**ACTIVITY**. Look for "the leopard's ear" in the listing below, then copy exactly the line it appears in and all lines after it to the end, and nothing more.

☆ ☆ ☆ ☆

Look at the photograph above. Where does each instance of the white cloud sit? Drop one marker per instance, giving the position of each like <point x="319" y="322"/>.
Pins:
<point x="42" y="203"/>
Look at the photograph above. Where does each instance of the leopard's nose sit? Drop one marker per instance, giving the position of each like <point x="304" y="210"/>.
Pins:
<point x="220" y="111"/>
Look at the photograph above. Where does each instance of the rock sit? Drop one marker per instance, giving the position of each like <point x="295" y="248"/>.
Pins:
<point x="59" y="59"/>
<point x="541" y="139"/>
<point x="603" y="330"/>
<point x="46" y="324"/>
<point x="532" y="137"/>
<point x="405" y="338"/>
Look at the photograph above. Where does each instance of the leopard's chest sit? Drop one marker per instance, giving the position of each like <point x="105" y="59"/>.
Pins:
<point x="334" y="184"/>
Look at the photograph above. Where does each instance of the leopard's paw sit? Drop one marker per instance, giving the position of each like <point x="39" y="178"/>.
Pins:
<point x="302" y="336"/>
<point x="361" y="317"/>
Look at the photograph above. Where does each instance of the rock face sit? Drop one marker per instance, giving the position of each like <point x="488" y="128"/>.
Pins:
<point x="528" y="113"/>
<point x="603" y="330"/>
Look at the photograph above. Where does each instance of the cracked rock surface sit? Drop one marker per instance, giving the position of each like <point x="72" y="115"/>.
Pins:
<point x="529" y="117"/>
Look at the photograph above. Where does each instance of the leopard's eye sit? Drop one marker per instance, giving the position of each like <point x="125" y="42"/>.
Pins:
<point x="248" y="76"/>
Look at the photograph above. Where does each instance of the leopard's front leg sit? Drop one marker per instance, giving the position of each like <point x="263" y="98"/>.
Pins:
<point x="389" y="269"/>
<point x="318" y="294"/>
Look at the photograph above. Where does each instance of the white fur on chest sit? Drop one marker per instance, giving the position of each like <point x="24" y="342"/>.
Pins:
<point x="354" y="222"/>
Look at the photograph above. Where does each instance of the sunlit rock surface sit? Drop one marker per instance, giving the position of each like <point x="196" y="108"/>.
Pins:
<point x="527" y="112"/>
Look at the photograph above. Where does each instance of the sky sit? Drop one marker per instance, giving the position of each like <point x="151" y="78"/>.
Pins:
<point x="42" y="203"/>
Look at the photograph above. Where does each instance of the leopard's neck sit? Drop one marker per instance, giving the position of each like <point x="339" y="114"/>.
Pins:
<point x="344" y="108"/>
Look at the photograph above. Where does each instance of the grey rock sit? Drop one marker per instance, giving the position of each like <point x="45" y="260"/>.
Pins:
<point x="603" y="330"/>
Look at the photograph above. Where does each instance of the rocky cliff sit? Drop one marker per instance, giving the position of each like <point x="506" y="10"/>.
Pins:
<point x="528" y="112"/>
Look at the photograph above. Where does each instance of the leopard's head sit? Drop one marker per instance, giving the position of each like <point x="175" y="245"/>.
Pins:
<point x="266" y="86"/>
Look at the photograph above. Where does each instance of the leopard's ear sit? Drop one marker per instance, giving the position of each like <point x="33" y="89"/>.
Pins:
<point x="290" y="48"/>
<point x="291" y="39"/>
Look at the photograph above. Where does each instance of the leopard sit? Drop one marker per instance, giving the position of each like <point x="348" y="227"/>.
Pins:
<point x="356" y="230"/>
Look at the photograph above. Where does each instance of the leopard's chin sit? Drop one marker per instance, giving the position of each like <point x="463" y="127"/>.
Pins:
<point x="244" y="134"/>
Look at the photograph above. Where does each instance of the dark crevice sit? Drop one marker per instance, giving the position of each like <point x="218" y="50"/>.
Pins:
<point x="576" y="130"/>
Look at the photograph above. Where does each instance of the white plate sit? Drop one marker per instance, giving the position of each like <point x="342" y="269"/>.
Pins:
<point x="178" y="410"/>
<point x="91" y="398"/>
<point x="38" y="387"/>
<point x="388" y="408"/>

☆ ☆ ☆ ☆

**RESULT FOR THIS EXERCISE**.
Look at the photograph above. Where does each instance of the leopard's ear sit? Drop one marker per instance, giving the position of each like <point x="33" y="89"/>.
Pins:
<point x="290" y="48"/>
<point x="291" y="39"/>
Look at the photograph above. Where does each instance of the leopard sit? Drop one marker per instance, giving the position of each like <point x="348" y="227"/>.
Pins:
<point x="356" y="230"/>
Look at the photograph above. Where does each instance of the leopard's chin sit? Drop one marker per instance, giving the position of each like <point x="463" y="127"/>.
Pins:
<point x="244" y="134"/>
Look at the photograph above. Where does each instance of the dark crevice sit? Drop one marker per instance, giving the position of each like <point x="218" y="50"/>.
Pins:
<point x="576" y="130"/>
Look at the photograph above. Where does each instance of the white plate sit? Drop one marker per instance, giving the position of each like <point x="342" y="269"/>.
Pins:
<point x="178" y="410"/>
<point x="91" y="398"/>
<point x="38" y="387"/>
<point x="388" y="408"/>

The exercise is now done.